▶ Short exercise
Copy exactly, and only, the lines from the line containing "Target: woman's white sneaker" through the last line of the records below, both included.

Entries from a pointing dataset
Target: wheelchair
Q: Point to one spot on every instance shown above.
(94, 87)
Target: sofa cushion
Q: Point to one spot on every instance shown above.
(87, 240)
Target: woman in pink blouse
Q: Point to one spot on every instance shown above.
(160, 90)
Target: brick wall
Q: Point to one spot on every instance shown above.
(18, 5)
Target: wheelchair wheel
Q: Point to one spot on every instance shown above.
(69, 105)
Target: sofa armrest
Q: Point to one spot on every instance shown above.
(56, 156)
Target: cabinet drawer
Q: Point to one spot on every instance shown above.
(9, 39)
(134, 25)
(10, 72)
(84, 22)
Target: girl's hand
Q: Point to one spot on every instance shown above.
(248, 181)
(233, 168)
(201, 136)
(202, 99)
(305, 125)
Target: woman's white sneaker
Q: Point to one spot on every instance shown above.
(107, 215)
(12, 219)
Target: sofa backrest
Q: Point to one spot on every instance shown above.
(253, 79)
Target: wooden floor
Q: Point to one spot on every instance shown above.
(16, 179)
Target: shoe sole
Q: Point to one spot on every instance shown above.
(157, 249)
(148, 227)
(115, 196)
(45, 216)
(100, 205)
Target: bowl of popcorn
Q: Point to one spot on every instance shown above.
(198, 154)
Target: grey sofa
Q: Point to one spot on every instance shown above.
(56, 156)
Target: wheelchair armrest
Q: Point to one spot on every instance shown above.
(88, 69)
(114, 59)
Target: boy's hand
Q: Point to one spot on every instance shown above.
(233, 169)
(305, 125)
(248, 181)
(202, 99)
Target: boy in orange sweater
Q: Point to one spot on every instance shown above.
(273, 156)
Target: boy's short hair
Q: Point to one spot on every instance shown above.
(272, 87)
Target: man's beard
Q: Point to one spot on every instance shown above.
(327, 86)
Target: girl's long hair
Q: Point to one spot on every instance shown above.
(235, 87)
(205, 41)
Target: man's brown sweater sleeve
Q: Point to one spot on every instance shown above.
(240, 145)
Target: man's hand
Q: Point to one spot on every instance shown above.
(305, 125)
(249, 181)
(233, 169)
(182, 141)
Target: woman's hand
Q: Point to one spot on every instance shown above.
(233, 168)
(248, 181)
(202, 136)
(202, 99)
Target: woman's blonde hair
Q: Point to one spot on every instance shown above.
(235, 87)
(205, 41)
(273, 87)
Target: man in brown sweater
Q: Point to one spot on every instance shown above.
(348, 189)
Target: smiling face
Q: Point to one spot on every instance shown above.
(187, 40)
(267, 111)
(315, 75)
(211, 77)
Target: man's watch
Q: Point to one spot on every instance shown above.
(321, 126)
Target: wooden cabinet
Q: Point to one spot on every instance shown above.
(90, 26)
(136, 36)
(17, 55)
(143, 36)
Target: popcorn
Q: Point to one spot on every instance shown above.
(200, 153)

▶ Final result
Target: woman's white sneaker
Q: Point to one spot on every instance shown above.
(107, 215)
(12, 219)
Target: sofa backrest
Q: Point to one spot on every instance shown above.
(253, 79)
Target: wooden floor
Q: Point to one spot on every instance shown above.
(16, 179)
Target: shoe sole
Q: Point to one spot on every instance shown above.
(157, 249)
(148, 227)
(115, 196)
(45, 216)
(100, 205)
Target: bowl of popcorn
Q: Point to one spot on every instance shown above.
(198, 154)
Target: grey sofa
Q: Point to one spot on every instance shown above.
(56, 156)
Target: wheelchair armrest
Q: Point to one spot on every instance shown above.
(88, 69)
(114, 59)
Target: boy's hand
Q: Point to one spot on every instance shown above.
(233, 169)
(305, 125)
(248, 181)
(202, 99)
Target: boy in orange sweater
Q: Point to one spot on every instance shown above.
(273, 156)
Target: boy's short hair
Q: Point to one spot on every instance shown above.
(272, 87)
Target: man's beard
Q: Point to one spot on every instance shown above.
(327, 86)
Target: girl's long hair
Q: Point to one spot on every instance shown above.
(235, 87)
(205, 41)
Target: man's brown sweater sleeve
Q: Point to one spot on every instance shown above.
(240, 145)
Target: man's hand
Q: Point to one spot on every instance shown above.
(305, 125)
(249, 181)
(233, 169)
(182, 141)
Target: woman's hand
Q: Point to one spot on every instance shown above.
(233, 168)
(248, 181)
(202, 136)
(202, 99)
Target: woman's blonde hair
Q: Point to one spot on every instance shown above.
(235, 87)
(205, 41)
(273, 87)
Target: man in brown sweater
Q: Point to one spot on every instance shown above.
(348, 189)
Target: smiling face
Q: Point to one spot on every instance shown above.
(187, 40)
(267, 111)
(315, 75)
(211, 77)
Target: man's watch
Q: Point to one spot on every instance shown above.
(321, 126)
Target: wooden cabinet
Q: Point to one spot on every instance shown above.
(90, 26)
(136, 36)
(17, 55)
(143, 36)
Target: popcorn
Q: Point to one spot on every instance shown above.
(200, 153)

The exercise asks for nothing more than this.